■ Opdracht:
Schrijf uit het fragment over de BPM-zaak woord voor woord het stuk over dat begint bij de woorden met "Volgens de handelaar" en eindigt met "Belastingdienst gegrond verklaard.".

Volgens de handelaar was sprake van ongeoorloofde fiscale discriminatie en strijd met Europees verdragenrecht. Hof Amsterdam oordeelde dat dit niet het geval is. De overgangsbepaling in de BPM vindt toepassing in zowel het geval dat een auto reeds eerder geregistreerd is geweest in een andere Europese lidstaat als in het geval dat een auto nog niet geregistreerd is geweest. Bovendien had de handelaar deze overgangsbepaling ook kunnen toepassen. Hij had de in oktober 2014 aangeschafte (nieuwe) auto’s in Nederland kunnen registreren in november of december 2014 en het kenteken op naam kunnen stellen in januari of februari 2015. Dan had hij ook de tarieven BPM 2014 kunnen gebruiken. De handelaar heeft er evenwel voor gekozen om van deze mogelijkheid geen gebruik te maken. Het hof heeft het hoger beroep van de Belastingdienst gegrond verklaard.

■ Materiaal:
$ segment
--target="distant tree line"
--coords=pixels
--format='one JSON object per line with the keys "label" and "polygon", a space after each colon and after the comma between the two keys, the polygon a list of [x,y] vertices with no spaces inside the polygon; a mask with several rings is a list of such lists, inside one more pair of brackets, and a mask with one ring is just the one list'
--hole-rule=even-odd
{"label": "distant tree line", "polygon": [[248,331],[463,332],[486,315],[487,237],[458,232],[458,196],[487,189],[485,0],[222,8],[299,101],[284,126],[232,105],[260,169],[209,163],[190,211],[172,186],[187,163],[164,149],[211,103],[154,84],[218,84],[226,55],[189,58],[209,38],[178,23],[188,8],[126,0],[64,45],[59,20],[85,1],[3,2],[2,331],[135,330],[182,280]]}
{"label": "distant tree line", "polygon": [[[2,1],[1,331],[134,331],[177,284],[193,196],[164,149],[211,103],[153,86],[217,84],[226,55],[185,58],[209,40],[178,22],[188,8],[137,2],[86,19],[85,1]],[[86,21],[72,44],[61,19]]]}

■ Resultaat:
Volgens de handelaar was sprake van ongeoorloofde fiscale discriminatie en strijd met Europees verdragenrecht. Hof Amsterdam oordeelde dat dit niet het geval is. De overgangsbepaling in de BPM vindt toepassing in zowel het geval dat een auto reeds eerder geregistreerd is geweest in een andere Europese lidstaat als in het geval dat een auto nog niet geregistreerd is geweest. Bovendien had de handelaar deze overgangsbepaling ook kunnen toepassen. Hij had de in oktober 2014 aangeschafte (nieuwe) auto’s in Nederland kunnen registreren in november of december 2014 en het kenteken op naam kunnen stellen in januari of februari 2015. Dan had hij ook de tarieven BPM 2014 kunnen gebruiken. De handelaar heeft er evenwel voor gekozen om van deze mogelijkheid geen gebruik te maken. Het hof heeft het hoger beroep van de Belastingdienst gegrond verklaard.